-- Description of the task --
Check each line below for the word "briefing". How many have it? Answer with the number only.

(Extracted records)
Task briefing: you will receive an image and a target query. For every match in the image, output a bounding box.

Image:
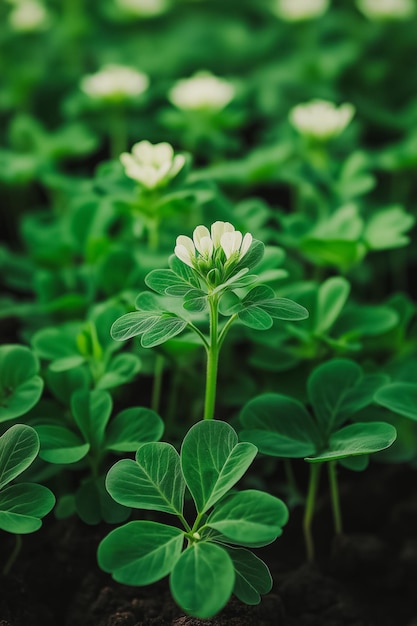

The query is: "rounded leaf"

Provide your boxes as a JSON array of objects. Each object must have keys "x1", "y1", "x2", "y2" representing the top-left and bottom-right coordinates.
[
  {"x1": 0, "y1": 424, "x2": 40, "y2": 489},
  {"x1": 0, "y1": 345, "x2": 43, "y2": 422},
  {"x1": 0, "y1": 483, "x2": 55, "y2": 534}
]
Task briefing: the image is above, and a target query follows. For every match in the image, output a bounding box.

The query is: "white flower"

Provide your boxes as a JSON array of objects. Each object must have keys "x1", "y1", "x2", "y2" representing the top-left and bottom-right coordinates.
[
  {"x1": 272, "y1": 0, "x2": 330, "y2": 21},
  {"x1": 289, "y1": 99, "x2": 355, "y2": 141},
  {"x1": 168, "y1": 71, "x2": 235, "y2": 112},
  {"x1": 120, "y1": 140, "x2": 186, "y2": 189},
  {"x1": 8, "y1": 1, "x2": 51, "y2": 32},
  {"x1": 80, "y1": 65, "x2": 149, "y2": 101},
  {"x1": 174, "y1": 221, "x2": 252, "y2": 270},
  {"x1": 356, "y1": 0, "x2": 415, "y2": 20},
  {"x1": 115, "y1": 0, "x2": 170, "y2": 17}
]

-- Answer to the exercise --
2